Records from a dataset

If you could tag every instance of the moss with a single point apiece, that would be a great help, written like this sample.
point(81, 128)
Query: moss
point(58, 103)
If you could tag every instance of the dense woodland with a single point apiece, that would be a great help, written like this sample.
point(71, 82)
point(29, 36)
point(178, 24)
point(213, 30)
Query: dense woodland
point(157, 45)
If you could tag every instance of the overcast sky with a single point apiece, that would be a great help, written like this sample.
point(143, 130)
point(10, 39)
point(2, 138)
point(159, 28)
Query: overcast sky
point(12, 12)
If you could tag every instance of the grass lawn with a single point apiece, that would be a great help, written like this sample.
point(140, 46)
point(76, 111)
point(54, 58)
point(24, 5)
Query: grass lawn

▶ Task instructions
Could you type out every entry again exactly as it stands?

▶ Solution
If you could tag every instance of the moss with a single point apiece, that would be a great help, written like this sample.
point(81, 128)
Query: moss
point(58, 103)
If you could tag every instance of the dense woodland with a single point apiece, that would be a great help, written like this sample.
point(71, 82)
point(29, 36)
point(178, 24)
point(213, 30)
Query: dense woodland
point(157, 45)
If you could tag every instance of the overcast sky with a single point apiece, that would be a great help, written like this sample.
point(143, 130)
point(10, 39)
point(2, 138)
point(159, 28)
Query: overcast sky
point(12, 12)
If you could tag every instance of the grass lawn with a single point apiece, that would be a great help, written like this sample.
point(140, 46)
point(76, 111)
point(54, 58)
point(24, 5)
Query: grass lawn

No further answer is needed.